Transcribe, exactly and in full, every record shown below, while omitting its images.
# # # # # # #
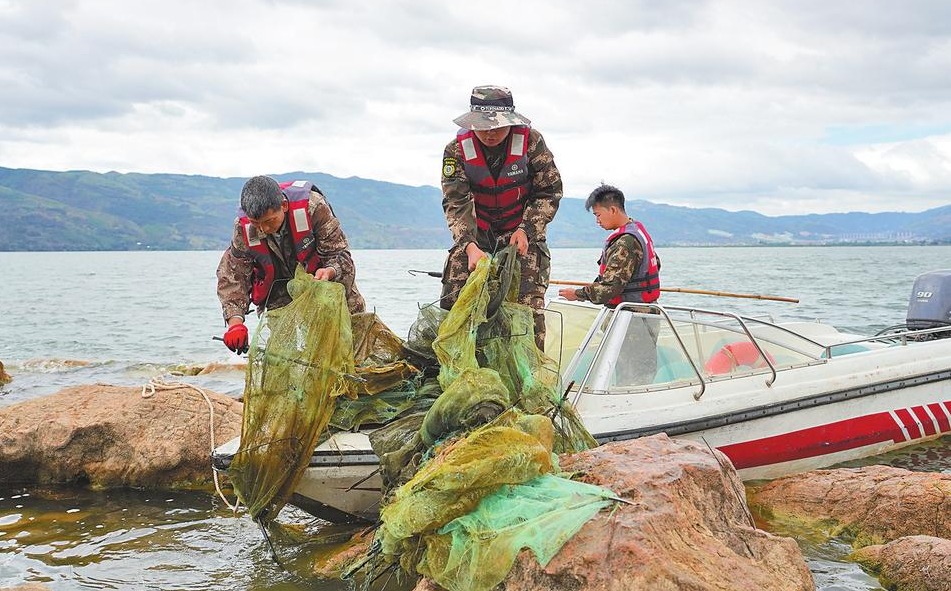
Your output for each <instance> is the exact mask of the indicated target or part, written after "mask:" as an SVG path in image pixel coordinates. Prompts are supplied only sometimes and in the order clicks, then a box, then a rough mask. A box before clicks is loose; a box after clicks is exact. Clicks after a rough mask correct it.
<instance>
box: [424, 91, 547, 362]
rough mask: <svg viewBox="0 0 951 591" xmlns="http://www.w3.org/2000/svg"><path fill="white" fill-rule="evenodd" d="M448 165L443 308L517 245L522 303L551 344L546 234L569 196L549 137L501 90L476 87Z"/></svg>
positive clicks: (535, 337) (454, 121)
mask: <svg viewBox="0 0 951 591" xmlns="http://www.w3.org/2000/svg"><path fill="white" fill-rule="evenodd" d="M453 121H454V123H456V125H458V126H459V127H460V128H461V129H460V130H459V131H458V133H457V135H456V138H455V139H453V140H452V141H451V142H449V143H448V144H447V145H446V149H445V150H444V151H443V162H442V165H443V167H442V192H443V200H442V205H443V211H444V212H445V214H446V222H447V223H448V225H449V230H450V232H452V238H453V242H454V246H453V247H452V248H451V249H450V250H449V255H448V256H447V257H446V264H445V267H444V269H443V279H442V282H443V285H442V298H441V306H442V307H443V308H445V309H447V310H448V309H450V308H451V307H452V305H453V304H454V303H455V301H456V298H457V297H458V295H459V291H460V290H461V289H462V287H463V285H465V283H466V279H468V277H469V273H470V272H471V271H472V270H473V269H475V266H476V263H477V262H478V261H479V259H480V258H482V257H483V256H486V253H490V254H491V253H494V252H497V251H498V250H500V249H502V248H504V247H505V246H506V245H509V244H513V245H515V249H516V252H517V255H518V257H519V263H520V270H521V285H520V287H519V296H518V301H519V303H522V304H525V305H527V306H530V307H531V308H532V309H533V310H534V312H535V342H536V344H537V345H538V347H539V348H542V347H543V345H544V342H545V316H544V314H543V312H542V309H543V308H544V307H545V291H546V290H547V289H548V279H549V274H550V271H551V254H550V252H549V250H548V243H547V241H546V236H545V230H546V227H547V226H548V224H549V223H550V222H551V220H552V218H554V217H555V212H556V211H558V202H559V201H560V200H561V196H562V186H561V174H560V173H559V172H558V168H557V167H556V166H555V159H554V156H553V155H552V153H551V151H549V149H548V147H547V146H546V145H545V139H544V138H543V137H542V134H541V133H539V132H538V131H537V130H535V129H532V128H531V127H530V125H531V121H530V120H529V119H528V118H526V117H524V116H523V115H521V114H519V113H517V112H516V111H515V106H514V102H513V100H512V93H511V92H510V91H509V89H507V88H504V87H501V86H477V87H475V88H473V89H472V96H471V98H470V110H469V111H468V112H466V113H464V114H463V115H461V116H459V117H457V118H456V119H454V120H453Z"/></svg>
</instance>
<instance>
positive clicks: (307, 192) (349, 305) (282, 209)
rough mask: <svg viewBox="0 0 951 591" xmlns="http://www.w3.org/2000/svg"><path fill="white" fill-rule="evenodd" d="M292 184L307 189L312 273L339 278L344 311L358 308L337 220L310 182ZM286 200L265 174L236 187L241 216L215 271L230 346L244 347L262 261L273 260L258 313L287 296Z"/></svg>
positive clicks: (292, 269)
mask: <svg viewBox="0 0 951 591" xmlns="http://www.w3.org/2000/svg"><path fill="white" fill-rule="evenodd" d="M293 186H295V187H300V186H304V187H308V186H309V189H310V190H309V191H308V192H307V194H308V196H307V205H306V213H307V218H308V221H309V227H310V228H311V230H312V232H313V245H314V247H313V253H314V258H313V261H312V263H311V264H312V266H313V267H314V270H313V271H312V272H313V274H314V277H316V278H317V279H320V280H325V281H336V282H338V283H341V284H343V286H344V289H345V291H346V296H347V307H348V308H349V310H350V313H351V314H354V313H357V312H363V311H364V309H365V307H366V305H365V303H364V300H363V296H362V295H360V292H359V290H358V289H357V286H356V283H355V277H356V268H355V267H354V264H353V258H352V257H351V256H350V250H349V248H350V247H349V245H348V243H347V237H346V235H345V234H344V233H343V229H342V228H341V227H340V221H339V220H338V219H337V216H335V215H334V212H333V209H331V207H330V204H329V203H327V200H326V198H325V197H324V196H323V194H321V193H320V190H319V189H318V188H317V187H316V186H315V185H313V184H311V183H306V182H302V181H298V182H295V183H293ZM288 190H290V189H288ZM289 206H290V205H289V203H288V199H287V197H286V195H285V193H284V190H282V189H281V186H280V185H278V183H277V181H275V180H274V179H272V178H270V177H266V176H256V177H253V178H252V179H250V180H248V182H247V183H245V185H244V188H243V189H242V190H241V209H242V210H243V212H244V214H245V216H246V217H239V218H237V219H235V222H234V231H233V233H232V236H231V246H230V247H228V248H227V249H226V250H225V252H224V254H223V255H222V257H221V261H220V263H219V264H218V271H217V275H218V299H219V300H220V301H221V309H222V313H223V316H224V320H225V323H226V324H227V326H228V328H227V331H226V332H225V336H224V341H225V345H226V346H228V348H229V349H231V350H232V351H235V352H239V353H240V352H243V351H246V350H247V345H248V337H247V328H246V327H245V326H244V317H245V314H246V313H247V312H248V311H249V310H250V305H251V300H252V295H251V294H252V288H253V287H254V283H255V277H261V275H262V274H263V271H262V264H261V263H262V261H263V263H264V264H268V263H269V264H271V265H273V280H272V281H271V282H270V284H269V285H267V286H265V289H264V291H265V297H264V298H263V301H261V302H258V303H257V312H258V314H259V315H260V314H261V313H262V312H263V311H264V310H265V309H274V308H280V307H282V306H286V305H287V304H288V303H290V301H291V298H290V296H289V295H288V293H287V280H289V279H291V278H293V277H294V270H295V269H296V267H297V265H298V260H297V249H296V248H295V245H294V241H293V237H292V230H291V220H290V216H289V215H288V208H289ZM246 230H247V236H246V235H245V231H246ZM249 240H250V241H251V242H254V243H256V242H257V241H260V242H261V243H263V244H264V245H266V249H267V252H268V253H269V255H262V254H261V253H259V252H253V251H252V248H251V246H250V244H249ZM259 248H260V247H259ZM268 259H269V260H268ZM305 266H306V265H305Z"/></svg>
# # # # # # #
• Task answer
Your output for each <instance> is the exact mask of the indicated target or part, written after "mask:" as an SVG path in image pixel coordinates. Prompts are supplied only sometimes and in the order clicks, then a box, then a rough mask. A box before clicks is loose; a box after clicks is exact. Clicks after a rough mask correct it.
<instance>
box: [424, 91, 547, 362]
rough mask: <svg viewBox="0 0 951 591" xmlns="http://www.w3.org/2000/svg"><path fill="white" fill-rule="evenodd" d="M448 165L443 308L517 245L522 303L551 344L546 234L569 196L549 137L501 90L476 87Z"/></svg>
positive clicks: (535, 337) (454, 121)
mask: <svg viewBox="0 0 951 591" xmlns="http://www.w3.org/2000/svg"><path fill="white" fill-rule="evenodd" d="M453 121H454V123H456V125H458V126H459V127H460V128H461V129H460V130H459V131H458V133H457V135H456V138H455V139H453V140H452V141H451V142H449V143H448V144H447V145H446V149H445V150H444V151H443V162H442V165H443V167H442V192H443V200H442V205H443V211H444V212H445V214H446V222H447V223H448V225H449V230H450V232H452V238H453V242H454V246H453V247H452V248H451V249H450V250H449V255H448V256H447V257H446V264H445V267H444V269H443V279H442V282H443V285H442V298H441V306H442V307H443V308H445V309H447V310H448V309H450V308H451V307H452V305H453V304H454V303H455V301H456V298H457V297H458V295H459V291H460V290H461V289H462V287H463V285H465V283H466V279H468V277H469V273H470V272H471V271H472V270H473V269H475V266H476V263H477V262H478V261H479V259H480V258H482V257H483V256H486V253H490V254H491V253H494V252H497V251H498V250H500V249H502V248H504V247H505V246H506V245H509V244H513V245H515V249H516V252H517V255H518V257H519V263H520V270H521V285H520V287H519V296H518V301H519V303H522V304H525V305H527V306H530V307H531V308H532V309H533V310H534V312H535V342H536V344H537V345H538V347H539V348H542V347H543V345H544V342H545V316H544V314H543V312H542V309H543V308H544V307H545V291H546V290H547V289H548V279H549V274H550V271H551V254H550V252H549V250H548V243H547V241H546V236H545V230H546V227H547V226H548V224H549V223H550V222H551V220H552V218H554V217H555V212H556V211H558V202H559V201H560V200H561V196H562V186H561V174H560V173H559V172H558V168H557V167H556V166H555V159H554V156H553V155H552V153H551V151H549V149H548V147H547V146H546V145H545V139H544V138H543V137H542V134H541V133H539V132H538V131H537V130H535V129H532V128H531V127H530V125H531V121H530V120H529V119H528V118H526V117H524V116H523V115H521V114H519V113H517V112H516V111H515V106H514V102H513V100H512V93H511V92H510V91H509V89H507V88H504V87H501V86H477V87H475V88H473V89H472V96H471V98H470V110H469V111H468V112H466V113H464V114H463V115H461V116H459V117H457V118H456V119H454V120H453Z"/></svg>
</instance>
<instance>
positive clicks: (307, 192) (349, 305) (282, 209)
rough mask: <svg viewBox="0 0 951 591" xmlns="http://www.w3.org/2000/svg"><path fill="white" fill-rule="evenodd" d="M292 184L307 189L312 273L339 278L344 311L358 308L337 220L310 182ZM286 200L265 174L236 187L241 216L215 271L230 346L244 347L262 261L273 260L258 313L287 296Z"/></svg>
positive clicks: (292, 269)
mask: <svg viewBox="0 0 951 591" xmlns="http://www.w3.org/2000/svg"><path fill="white" fill-rule="evenodd" d="M293 186H295V187H300V186H304V187H308V186H309V189H310V190H309V191H308V192H307V194H308V196H307V205H306V213H307V218H308V221H309V227H310V228H311V230H312V232H313V245H314V247H313V253H314V258H313V261H312V263H311V264H312V266H313V267H314V270H313V271H312V272H313V274H314V277H316V278H317V279H320V280H325V281H336V282H338V283H341V284H343V286H344V289H345V291H346V296H347V307H348V308H349V310H350V313H351V314H354V313H357V312H363V311H364V309H365V307H366V305H365V303H364V300H363V296H362V295H360V292H359V290H358V289H357V286H356V283H355V277H356V268H355V267H354V264H353V258H352V257H351V256H350V250H349V248H350V247H349V245H348V243H347V237H346V235H345V234H344V233H343V229H342V228H341V227H340V221H339V220H338V219H337V216H335V215H334V212H333V209H331V207H330V204H329V203H327V200H326V198H325V197H324V196H323V194H321V193H320V190H319V189H318V188H317V187H316V186H315V185H313V184H311V183H306V182H302V181H298V182H295V183H293ZM288 190H290V189H288ZM289 206H290V205H289V203H288V199H287V197H286V195H285V193H284V190H282V189H281V186H280V185H278V183H277V181H275V180H274V179H272V178H270V177H266V176H256V177H253V178H252V179H250V180H248V182H247V183H245V185H244V188H243V189H242V190H241V209H242V210H243V212H244V214H245V216H246V217H239V218H237V219H235V222H234V231H233V233H232V236H231V246H230V247H228V248H227V249H226V250H225V252H224V254H223V255H222V257H221V261H220V263H219V264H218V271H217V275H218V299H219V300H220V301H221V309H222V313H223V316H224V320H225V323H226V324H227V326H228V328H227V331H226V332H225V336H224V341H225V345H226V346H228V348H229V349H231V350H232V351H235V352H239V353H240V352H243V351H246V350H247V345H248V337H247V328H246V327H245V326H244V317H245V314H246V313H247V312H248V311H249V310H250V305H251V300H252V295H251V294H252V288H253V287H254V283H255V277H261V275H262V274H263V271H262V264H261V263H262V261H263V263H264V264H268V263H269V264H271V265H273V280H272V281H271V282H270V284H269V285H267V286H265V289H264V291H265V297H264V298H263V301H261V302H258V303H257V312H258V314H259V315H260V314H261V313H262V312H263V311H264V310H265V309H274V308H280V307H282V306H286V305H287V304H288V303H290V301H291V298H290V296H289V295H288V293H287V280H289V279H291V278H293V277H294V270H295V269H296V267H297V265H298V260H297V249H296V248H295V245H294V241H293V237H292V230H291V220H290V216H289V215H288V208H289ZM246 230H247V236H246V235H245V231H246ZM249 240H250V241H251V242H254V243H256V242H257V241H260V242H261V243H263V244H264V245H266V249H267V252H268V253H269V255H262V254H261V253H259V252H253V251H252V248H251V246H250V244H249ZM259 248H260V247H259ZM268 259H269V260H268ZM305 266H306V265H305Z"/></svg>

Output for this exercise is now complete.